SUPPLIED TEXT =>
Abram seemed to have learned his lesson. This time Abram believed God’s Word more than he believed in what he could see. This time he knew that God would take care of him regardless of what the immediate sacrifice might be. Ultimately all the land would be his. God would see to that. This is truly a triumph of Abram’s faith. He lets his nephew choose first.
Abram had learned an important lesson in Egypt. In our last lesson, he had chosen for himself and he discovered that making his own choices without guidance from God led to great difficulty. In this chapter, Abram is content to leave the choices up to God. Before, in chapter 12, Abram was worried about how he was going to provide for his family and his herd. Now, in chapter 13, he seems to know that he does not have to worry about such matters. He has learned to trust God, knowing that God would provide for him. In that security, Abram allowed Lot to decide which land he would like for himself.

DATA SHOWN =>

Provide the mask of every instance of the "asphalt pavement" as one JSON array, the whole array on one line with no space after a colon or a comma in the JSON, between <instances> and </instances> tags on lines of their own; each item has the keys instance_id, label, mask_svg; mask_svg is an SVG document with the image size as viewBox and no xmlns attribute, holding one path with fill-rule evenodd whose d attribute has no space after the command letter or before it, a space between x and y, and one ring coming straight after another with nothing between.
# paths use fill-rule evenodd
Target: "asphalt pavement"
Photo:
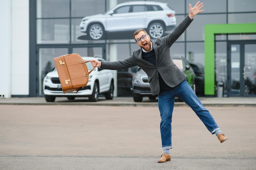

WORK TO BE COMPLETED => Decide whether each statement agrees with the passage on Abram above. Answer yes or no for each and quote the deciding words. (a) Abram gave his nephew the first choice. (b) In chapter 13, Abram is still worried about how he will provide for his family and herd. (c) Abram's own choices made without guidance from God led to great difficulty.

RESULT OF THE TASK =>
(a) Yes: "He lets his nephew choose first."
(b) No: "Now, in chapter 13, he seems to know that he does not have to worry about such matters."
(c) Yes: "he discovered that making his own choices without guidance from God led to great difficulty."